### What you are asked to do
Each word in the data below should be copied exactly; the images should not.

───── Records for the exercise ─────

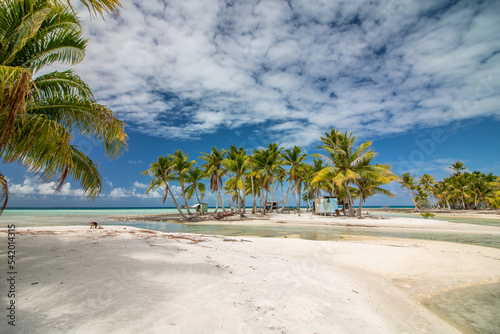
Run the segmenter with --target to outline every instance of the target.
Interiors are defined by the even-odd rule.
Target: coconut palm
[[[429,196],[431,208],[434,207],[432,198],[434,197],[433,187],[436,185],[435,178],[429,174],[424,174],[420,177],[419,184],[422,186],[423,191]]]
[[[177,150],[174,154],[169,155],[174,164],[174,171],[177,173],[177,182],[179,182],[181,186],[181,195],[184,199],[184,204],[186,205],[186,210],[189,215],[191,215],[191,211],[189,210],[189,204],[186,199],[186,175],[188,171],[193,167],[196,163],[195,160],[188,161],[188,154],[184,154],[182,150]]]
[[[314,158],[313,163],[311,165],[312,179],[314,180],[318,175],[318,173],[325,167],[327,166],[325,165],[323,160]],[[311,181],[311,186],[313,186],[314,188],[315,196],[320,197],[321,189],[324,189],[325,191],[328,191],[330,193],[330,190],[332,188],[332,183],[328,182],[328,180],[317,180],[316,182]]]
[[[272,190],[272,202],[274,202],[274,177],[276,171],[281,165],[281,148],[277,144],[271,143],[265,150],[255,150],[253,154],[253,163],[255,168],[259,171],[262,178],[262,187],[266,191],[264,205],[266,205],[269,190]],[[271,211],[273,205],[271,205]],[[265,212],[267,209],[265,210]]]
[[[237,193],[237,204],[238,204],[238,213],[242,214],[241,205],[243,204],[243,210],[245,208],[245,180],[246,175],[250,167],[250,156],[246,154],[246,150],[241,150],[236,152],[235,154],[229,154],[227,159],[222,161],[225,169],[233,173],[233,176],[230,178],[231,182],[234,184],[234,191]],[[243,195],[240,195],[240,189],[243,191]]]
[[[440,207],[445,207],[448,210],[451,209],[450,198],[451,198],[451,187],[450,184],[444,181],[438,181],[434,185],[434,196],[438,200]]]
[[[288,168],[288,182],[289,185],[293,185],[293,191],[297,195],[298,185],[299,185],[299,166],[306,160],[307,155],[302,153],[302,149],[295,145],[293,149],[286,149],[283,154],[283,165],[289,166]],[[303,166],[302,166],[303,167]],[[304,171],[300,171],[304,172]],[[287,192],[288,194],[288,192]],[[297,199],[297,202],[299,199]],[[286,203],[285,203],[286,204]],[[284,204],[284,205],[285,205]],[[300,210],[300,206],[297,207]]]
[[[318,147],[326,150],[328,156],[322,154],[313,155],[323,157],[332,165],[321,170],[313,182],[331,179],[337,185],[343,185],[346,190],[349,216],[351,217],[354,216],[354,211],[352,209],[353,201],[350,184],[356,183],[361,178],[376,181],[392,174],[388,165],[370,164],[370,161],[376,155],[375,152],[368,150],[372,144],[371,141],[362,143],[355,149],[354,140],[355,136],[352,133],[340,133],[338,130],[332,129],[330,133],[325,133],[325,136],[321,137],[324,145]]]
[[[165,192],[163,194],[163,203],[165,203],[165,201],[167,200],[167,196],[170,193],[170,197],[172,197],[175,207],[181,214],[182,219],[184,221],[189,220],[186,214],[182,212],[181,208],[179,207],[179,204],[177,203],[177,200],[175,199],[175,196],[172,193],[172,189],[168,183],[169,181],[176,180],[175,164],[171,157],[169,156],[158,157],[158,160],[151,163],[149,169],[142,172],[142,174],[151,176],[153,178],[153,180],[149,184],[148,189],[146,190],[146,194],[149,193],[154,188],[165,186]]]
[[[408,194],[410,195],[411,201],[413,202],[413,205],[415,206],[415,211],[419,211],[420,208],[417,205],[417,202],[415,201],[415,190],[417,189],[417,186],[415,184],[415,176],[411,176],[410,173],[404,173],[399,177],[398,182],[401,184],[401,189],[406,188],[408,190]]]
[[[202,183],[201,180],[203,180],[204,178],[205,173],[200,167],[191,167],[186,173],[186,182],[188,183],[186,194],[188,201],[191,199],[191,197],[193,197],[193,194],[196,194],[198,203],[201,203],[198,191],[201,194],[201,199],[203,199],[205,197],[205,184]]]
[[[455,175],[460,175],[463,170],[467,169],[467,167],[464,167],[464,163],[460,161],[455,162],[450,168],[455,172]]]
[[[389,181],[391,179],[394,179],[394,178],[389,177],[387,181]],[[363,206],[363,202],[368,197],[376,195],[376,194],[380,194],[380,195],[384,195],[384,196],[388,196],[388,197],[396,197],[389,190],[380,187],[381,185],[383,185],[385,183],[388,183],[388,182],[374,181],[374,180],[370,180],[370,179],[359,179],[356,181],[356,184],[358,186],[357,195],[359,197],[358,217],[361,217],[361,208]]]
[[[217,147],[213,146],[210,153],[202,152],[202,155],[199,157],[199,159],[205,161],[203,167],[205,168],[205,174],[210,176],[210,190],[212,192],[217,192],[215,212],[217,212],[219,208],[219,203],[221,204],[222,211],[225,211],[220,189],[222,188],[222,175],[224,174],[222,161],[224,160],[226,152],[226,149],[219,150]]]
[[[296,186],[294,186],[294,192],[295,192],[295,197],[297,201],[297,213],[300,216],[300,199],[301,199],[301,194],[302,194],[302,189],[310,186],[311,181],[312,181],[312,168],[310,165],[308,165],[305,162],[300,163],[299,165],[296,166],[296,176],[297,176],[297,183]]]
[[[99,105],[90,87],[71,71],[36,77],[54,62],[76,64],[86,40],[75,13],[58,1],[7,0],[0,5],[0,157],[19,163],[42,181],[68,176],[90,199],[102,180],[97,165],[78,147],[73,134],[97,139],[115,158],[126,148],[124,123]],[[8,185],[0,174],[4,201]]]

─────

### Exercise output
Run the segmenter with --target to outline every instance of the target.
Interiors are defined by the even-odd rule.
Target: coconut palm
[[[429,196],[431,208],[434,207],[432,198],[434,197],[433,187],[436,185],[435,178],[429,174],[424,174],[420,177],[419,184],[422,186],[423,191]]]
[[[177,150],[174,154],[169,155],[174,164],[174,171],[177,173],[177,182],[179,182],[181,186],[181,195],[184,199],[184,204],[186,205],[186,210],[189,215],[191,215],[191,211],[189,210],[189,204],[186,199],[186,175],[188,171],[193,167],[196,163],[195,160],[188,161],[188,154],[184,154],[182,150]]]
[[[314,158],[313,163],[311,165],[312,179],[314,180],[318,175],[318,173],[325,167],[327,166],[325,165],[323,160]],[[311,181],[311,186],[313,186],[314,188],[315,196],[320,197],[321,189],[324,189],[325,191],[328,191],[330,193],[330,190],[332,188],[332,183],[328,182],[328,180],[317,180],[316,182]]]
[[[272,190],[272,202],[274,202],[274,177],[276,171],[281,165],[281,148],[277,144],[271,143],[265,150],[255,150],[253,154],[253,163],[255,168],[259,171],[262,178],[262,187],[266,191],[264,205],[266,205],[269,190]],[[271,211],[273,205],[271,205]],[[265,212],[267,209],[265,210]]]
[[[237,193],[237,204],[238,204],[238,213],[242,214],[241,205],[243,204],[243,210],[245,208],[245,180],[246,175],[250,167],[250,156],[246,154],[246,150],[241,150],[236,152],[235,154],[229,154],[227,159],[222,161],[225,169],[233,173],[233,176],[230,178],[231,182],[234,184],[234,191]],[[243,195],[240,195],[240,189],[243,191]]]
[[[440,207],[445,207],[448,210],[451,209],[450,198],[451,198],[451,187],[450,184],[444,181],[438,181],[434,185],[434,196],[438,200]]]
[[[288,168],[288,182],[289,185],[293,185],[293,191],[297,195],[298,185],[299,185],[299,166],[306,160],[307,155],[302,153],[302,149],[295,145],[293,149],[286,149],[283,154],[283,165],[289,166]],[[303,166],[302,166],[303,167]],[[304,171],[300,171],[304,172]],[[287,192],[288,194],[288,192]],[[297,199],[297,202],[299,199]],[[286,203],[285,203],[286,204]],[[284,204],[284,205],[285,205]],[[300,210],[300,206],[297,207]]]
[[[318,147],[326,150],[328,156],[322,154],[313,155],[323,157],[332,165],[321,170],[313,182],[331,179],[337,185],[343,185],[346,190],[349,216],[351,217],[354,216],[354,211],[352,209],[353,201],[350,184],[356,183],[361,178],[376,181],[392,174],[388,165],[370,164],[370,161],[376,155],[375,152],[368,150],[372,144],[371,141],[362,143],[355,149],[354,140],[355,136],[352,133],[340,133],[338,130],[332,129],[330,133],[325,133],[325,136],[321,137],[324,145]]]
[[[165,192],[163,194],[163,203],[165,203],[165,201],[167,200],[167,196],[170,193],[170,197],[172,197],[175,207],[181,214],[182,219],[184,221],[189,220],[186,214],[182,212],[181,208],[179,207],[179,204],[177,203],[177,200],[175,199],[175,196],[172,193],[172,189],[168,183],[169,181],[176,180],[175,164],[171,157],[169,156],[158,157],[158,160],[151,163],[149,169],[142,172],[142,174],[151,176],[153,178],[153,180],[149,184],[148,189],[146,190],[146,194],[149,193],[154,188],[165,186]]]
[[[408,194],[410,195],[411,201],[413,202],[413,205],[415,206],[415,211],[419,211],[420,208],[417,205],[417,202],[415,201],[415,190],[417,189],[417,186],[415,184],[415,176],[411,176],[410,173],[404,173],[399,177],[398,182],[401,184],[401,189],[406,188],[408,190]]]
[[[202,183],[201,180],[203,180],[204,178],[205,173],[200,167],[191,167],[186,173],[186,182],[188,183],[186,194],[188,201],[191,199],[191,197],[193,197],[193,194],[196,194],[198,203],[201,203],[198,191],[201,194],[201,199],[203,199],[205,197],[205,184]]]
[[[455,175],[460,175],[463,170],[467,169],[467,167],[464,167],[464,163],[460,161],[455,162],[450,168],[455,172]]]
[[[389,181],[391,179],[394,179],[394,178],[389,177],[387,181]],[[363,206],[363,202],[368,197],[376,195],[376,194],[380,194],[380,195],[384,195],[384,196],[388,196],[388,197],[396,197],[389,190],[380,187],[381,185],[383,185],[385,183],[388,183],[388,182],[374,181],[374,180],[370,180],[370,179],[359,179],[356,181],[356,184],[358,186],[357,195],[359,197],[358,217],[361,217],[361,208]]]
[[[217,147],[213,146],[210,153],[202,152],[202,155],[199,157],[199,159],[205,161],[203,167],[205,168],[205,174],[210,176],[210,190],[212,192],[217,192],[215,212],[217,212],[219,208],[219,203],[221,204],[222,211],[225,211],[220,189],[222,188],[222,175],[224,174],[222,161],[224,160],[226,152],[226,149],[219,150]]]
[[[296,186],[294,186],[294,192],[295,192],[295,197],[297,201],[297,213],[300,216],[300,199],[301,199],[301,194],[302,194],[302,189],[310,186],[311,181],[312,181],[312,168],[310,165],[308,165],[305,162],[300,163],[299,165],[296,166],[296,176],[297,176],[297,183]]]
[[[99,105],[90,87],[71,71],[36,77],[54,62],[76,64],[86,40],[75,13],[58,1],[7,0],[0,5],[0,157],[19,163],[42,181],[68,176],[90,199],[102,180],[97,165],[78,147],[73,134],[97,139],[115,158],[126,148],[124,123]],[[8,185],[0,174],[4,201]]]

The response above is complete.